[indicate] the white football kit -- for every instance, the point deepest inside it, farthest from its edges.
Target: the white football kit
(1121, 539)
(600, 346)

--------------------------------

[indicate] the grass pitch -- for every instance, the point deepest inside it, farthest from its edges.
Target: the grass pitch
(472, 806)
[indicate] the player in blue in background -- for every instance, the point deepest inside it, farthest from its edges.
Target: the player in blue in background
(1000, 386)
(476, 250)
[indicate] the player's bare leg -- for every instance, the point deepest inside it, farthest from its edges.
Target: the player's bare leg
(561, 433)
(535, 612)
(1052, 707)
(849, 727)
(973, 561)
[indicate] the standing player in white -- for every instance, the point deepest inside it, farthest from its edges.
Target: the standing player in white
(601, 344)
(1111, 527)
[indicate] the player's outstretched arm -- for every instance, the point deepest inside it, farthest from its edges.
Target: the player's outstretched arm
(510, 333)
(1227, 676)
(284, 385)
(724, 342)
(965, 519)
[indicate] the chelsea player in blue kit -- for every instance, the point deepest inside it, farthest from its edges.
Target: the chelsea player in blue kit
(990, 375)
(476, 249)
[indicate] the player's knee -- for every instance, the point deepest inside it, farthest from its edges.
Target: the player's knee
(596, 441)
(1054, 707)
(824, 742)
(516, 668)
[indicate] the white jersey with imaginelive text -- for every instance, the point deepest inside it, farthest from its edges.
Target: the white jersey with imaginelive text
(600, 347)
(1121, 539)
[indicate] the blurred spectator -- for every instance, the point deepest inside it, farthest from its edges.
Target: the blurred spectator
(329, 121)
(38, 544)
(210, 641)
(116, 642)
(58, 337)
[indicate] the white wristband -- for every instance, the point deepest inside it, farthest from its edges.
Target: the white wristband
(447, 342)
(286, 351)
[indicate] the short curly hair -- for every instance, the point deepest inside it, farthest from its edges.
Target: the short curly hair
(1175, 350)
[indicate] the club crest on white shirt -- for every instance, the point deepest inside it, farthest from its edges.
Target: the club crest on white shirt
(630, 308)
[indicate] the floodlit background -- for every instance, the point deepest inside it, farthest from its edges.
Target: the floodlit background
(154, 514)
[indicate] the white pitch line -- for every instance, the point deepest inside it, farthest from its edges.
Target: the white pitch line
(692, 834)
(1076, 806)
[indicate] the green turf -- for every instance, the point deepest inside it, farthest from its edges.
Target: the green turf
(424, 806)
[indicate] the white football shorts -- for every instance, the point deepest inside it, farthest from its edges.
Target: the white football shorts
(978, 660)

--------------------------------

> [TASK PROMPT]: Return only the lines between the one holding "[indicate] the grass" and the one holding "[indicate] the player in", inclusive, exactly as they appear above.

> [THE ANSWER]:
[indicate] the grass pitch -- for every instance, the point deepest inside it, farthest from its edges.
Target: the grass pitch
(472, 806)
[indicate] the player in blue in background -- for every instance, the point deepest inside it, farthest from its edges.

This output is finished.